Brief — Check every line of the data below for the word "produce". Copy the ones that have it.

Data shown —
= Beginning of Section =

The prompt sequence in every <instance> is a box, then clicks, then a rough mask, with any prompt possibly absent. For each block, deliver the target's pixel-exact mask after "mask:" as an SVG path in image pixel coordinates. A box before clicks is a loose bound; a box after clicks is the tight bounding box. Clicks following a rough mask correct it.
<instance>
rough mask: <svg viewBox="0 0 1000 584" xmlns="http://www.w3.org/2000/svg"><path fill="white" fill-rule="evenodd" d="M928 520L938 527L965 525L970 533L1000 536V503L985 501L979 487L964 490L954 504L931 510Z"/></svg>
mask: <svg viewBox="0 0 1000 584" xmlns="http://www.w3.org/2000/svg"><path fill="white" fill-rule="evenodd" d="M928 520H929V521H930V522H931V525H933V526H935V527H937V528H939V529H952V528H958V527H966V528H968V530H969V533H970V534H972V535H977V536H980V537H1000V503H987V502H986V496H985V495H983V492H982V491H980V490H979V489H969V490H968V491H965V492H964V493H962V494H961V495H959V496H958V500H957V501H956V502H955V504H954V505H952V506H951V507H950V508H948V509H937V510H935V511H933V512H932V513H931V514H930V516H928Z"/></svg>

= End of Section =
= Beginning of Section =

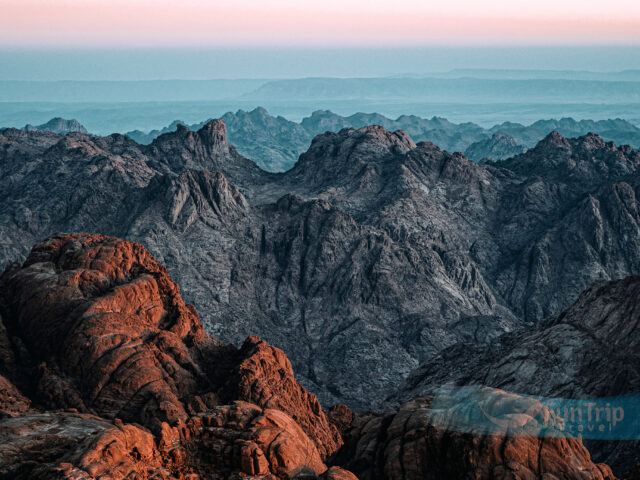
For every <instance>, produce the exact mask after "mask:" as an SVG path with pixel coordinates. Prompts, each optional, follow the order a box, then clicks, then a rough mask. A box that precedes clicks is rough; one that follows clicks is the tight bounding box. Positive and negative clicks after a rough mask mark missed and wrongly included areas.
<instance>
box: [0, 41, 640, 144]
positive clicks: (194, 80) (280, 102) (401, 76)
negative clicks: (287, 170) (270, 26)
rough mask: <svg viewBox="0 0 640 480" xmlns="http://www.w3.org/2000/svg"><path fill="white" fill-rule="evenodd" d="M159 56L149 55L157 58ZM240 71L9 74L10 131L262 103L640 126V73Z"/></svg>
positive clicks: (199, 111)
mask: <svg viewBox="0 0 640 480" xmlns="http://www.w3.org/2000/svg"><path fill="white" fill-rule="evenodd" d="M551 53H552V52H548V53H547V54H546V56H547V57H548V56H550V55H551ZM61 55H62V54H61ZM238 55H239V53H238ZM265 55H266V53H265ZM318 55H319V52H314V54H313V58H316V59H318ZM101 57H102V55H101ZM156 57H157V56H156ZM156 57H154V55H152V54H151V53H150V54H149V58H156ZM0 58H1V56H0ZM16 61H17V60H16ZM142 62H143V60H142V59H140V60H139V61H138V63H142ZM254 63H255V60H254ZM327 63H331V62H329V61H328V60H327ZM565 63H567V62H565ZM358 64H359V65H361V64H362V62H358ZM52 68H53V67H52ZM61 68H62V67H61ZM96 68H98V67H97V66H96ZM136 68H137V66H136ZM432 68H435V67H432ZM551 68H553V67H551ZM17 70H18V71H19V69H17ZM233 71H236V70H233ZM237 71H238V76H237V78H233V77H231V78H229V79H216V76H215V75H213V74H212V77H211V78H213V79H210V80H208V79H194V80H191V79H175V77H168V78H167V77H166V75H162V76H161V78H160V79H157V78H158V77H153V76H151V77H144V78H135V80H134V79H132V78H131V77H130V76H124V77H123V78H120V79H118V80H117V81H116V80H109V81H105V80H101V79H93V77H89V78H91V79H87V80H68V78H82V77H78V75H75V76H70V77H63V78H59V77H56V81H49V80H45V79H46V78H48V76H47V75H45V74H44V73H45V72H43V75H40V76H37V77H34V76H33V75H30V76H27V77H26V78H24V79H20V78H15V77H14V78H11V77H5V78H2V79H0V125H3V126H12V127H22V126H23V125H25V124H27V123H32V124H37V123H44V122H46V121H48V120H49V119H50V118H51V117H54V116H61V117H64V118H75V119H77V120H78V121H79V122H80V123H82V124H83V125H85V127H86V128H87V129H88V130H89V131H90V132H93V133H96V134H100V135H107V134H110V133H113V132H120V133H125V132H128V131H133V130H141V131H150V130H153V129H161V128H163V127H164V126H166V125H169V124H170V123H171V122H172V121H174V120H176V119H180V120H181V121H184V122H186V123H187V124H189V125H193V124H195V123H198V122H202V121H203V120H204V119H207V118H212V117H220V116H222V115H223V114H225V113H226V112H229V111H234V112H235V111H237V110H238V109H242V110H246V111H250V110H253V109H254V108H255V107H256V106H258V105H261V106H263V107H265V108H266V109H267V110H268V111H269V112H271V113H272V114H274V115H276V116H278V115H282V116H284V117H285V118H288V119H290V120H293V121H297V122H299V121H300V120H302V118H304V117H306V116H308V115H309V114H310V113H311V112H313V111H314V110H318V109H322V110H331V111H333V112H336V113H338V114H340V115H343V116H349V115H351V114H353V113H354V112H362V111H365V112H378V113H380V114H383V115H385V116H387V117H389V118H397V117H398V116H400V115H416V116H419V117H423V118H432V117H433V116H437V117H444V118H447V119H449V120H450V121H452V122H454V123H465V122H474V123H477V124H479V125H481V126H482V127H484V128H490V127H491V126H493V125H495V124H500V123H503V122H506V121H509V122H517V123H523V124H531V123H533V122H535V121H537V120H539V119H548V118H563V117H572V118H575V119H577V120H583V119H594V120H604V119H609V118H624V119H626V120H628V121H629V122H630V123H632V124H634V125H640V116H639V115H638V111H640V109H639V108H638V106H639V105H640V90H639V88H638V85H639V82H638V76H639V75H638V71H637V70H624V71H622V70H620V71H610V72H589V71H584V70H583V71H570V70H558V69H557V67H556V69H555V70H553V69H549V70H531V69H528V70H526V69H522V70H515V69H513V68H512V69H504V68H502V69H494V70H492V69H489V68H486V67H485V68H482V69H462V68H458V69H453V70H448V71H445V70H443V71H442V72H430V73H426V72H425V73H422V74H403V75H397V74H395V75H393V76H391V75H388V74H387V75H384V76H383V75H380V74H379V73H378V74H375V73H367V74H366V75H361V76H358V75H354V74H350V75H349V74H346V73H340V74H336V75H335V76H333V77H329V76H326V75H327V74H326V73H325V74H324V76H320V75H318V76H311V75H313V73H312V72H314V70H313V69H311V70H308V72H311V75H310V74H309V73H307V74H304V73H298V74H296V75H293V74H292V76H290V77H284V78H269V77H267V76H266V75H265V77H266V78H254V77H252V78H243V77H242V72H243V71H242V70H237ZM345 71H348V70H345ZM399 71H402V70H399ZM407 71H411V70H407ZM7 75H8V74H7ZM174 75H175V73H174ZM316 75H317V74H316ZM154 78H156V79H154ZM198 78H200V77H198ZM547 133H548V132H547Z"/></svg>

= End of Section =
= Beginning of Section =

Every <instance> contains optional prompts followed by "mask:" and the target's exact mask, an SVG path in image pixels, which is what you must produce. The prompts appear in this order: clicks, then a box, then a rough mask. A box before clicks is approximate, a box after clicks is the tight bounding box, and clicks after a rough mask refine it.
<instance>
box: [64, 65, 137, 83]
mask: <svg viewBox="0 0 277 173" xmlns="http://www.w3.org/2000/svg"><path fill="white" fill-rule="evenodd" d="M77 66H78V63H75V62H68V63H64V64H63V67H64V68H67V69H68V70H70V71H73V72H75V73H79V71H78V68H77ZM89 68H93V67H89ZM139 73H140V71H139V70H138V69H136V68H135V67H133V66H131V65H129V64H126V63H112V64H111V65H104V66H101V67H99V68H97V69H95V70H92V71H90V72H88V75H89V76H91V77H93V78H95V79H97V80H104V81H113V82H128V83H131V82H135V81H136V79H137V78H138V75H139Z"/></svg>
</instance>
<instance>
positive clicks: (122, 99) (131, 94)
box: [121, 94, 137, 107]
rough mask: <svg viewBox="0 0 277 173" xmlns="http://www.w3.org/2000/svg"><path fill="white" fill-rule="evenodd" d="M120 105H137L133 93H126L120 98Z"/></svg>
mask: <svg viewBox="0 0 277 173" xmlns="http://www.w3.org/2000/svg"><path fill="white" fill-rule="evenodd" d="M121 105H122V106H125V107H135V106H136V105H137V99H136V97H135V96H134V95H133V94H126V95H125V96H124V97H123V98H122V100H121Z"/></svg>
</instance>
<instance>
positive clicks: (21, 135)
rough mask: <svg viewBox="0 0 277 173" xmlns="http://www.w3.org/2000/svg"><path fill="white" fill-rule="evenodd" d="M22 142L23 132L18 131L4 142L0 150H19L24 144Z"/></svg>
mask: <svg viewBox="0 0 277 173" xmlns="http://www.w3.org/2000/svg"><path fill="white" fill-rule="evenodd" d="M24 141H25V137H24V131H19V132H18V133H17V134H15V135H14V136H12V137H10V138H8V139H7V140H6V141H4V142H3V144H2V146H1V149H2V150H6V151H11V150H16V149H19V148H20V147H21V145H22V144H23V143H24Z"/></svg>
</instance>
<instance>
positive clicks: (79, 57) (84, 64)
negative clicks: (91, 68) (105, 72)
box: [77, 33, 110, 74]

= End of Section =

Exercise output —
For every <instance>, produce the exact mask after "mask:" as an SVG path with pixel coordinates. Prompts, each optional, follow the order a box, then clicks, then a rough mask. A box that precedes clicks is rough; one that follows clicks is the tight bounding box. Positive and negative clicks after a rough mask mark missed and wrongly included areas.
Every <instance> contains optional prompts followed by "mask:" and the target's exact mask, an SVG path in image pixels, which is what you must produce. The prompts appear in this order: clicks, then a box, then a rough mask. A box before clicks is approximate, a box after clicks is the tight bounding box, and clicks after a rough mask refine it.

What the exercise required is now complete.